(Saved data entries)

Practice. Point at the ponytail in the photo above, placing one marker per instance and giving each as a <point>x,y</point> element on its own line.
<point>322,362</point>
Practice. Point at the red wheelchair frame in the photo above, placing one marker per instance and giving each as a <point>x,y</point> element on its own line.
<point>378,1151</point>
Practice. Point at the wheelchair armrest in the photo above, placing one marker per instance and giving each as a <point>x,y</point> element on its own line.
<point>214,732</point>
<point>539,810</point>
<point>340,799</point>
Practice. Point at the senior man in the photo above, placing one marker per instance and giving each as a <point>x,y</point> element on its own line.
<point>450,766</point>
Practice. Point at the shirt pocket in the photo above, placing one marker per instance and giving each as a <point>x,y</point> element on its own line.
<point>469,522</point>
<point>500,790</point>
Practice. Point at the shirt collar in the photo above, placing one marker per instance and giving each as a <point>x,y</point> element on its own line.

### Requirement
Reproduce all of the lines above without any changes.

### Task output
Practice. Point at the ponytail in the photo above, placing one marker per instance and giving each as a <point>x,y</point> element on its own line.
<point>322,362</point>
Practice. Point at the red wheelchair frame in the photo above, placing one marker per instance and giving each as a <point>x,y</point> element on its own line.
<point>378,1151</point>
Practice. Point at the wheelchair armrest in the photo above, placing one marker per instance and giving each as a <point>x,y</point> element on its own line.
<point>214,732</point>
<point>539,810</point>
<point>340,799</point>
Practice. Point at the senior man in the photo above, placing one marker per instance and giving each as a <point>x,y</point> element on its own line.
<point>450,766</point>
Practice. Point at the shirt pocket in the photo above, placing one marker per instance and giving each as a <point>x,y</point> element on its own line.
<point>469,522</point>
<point>500,790</point>
Practice. Point at the shirt collar in the photo above, placing one marker per instance and giving each as a <point>x,y</point> element on its own line.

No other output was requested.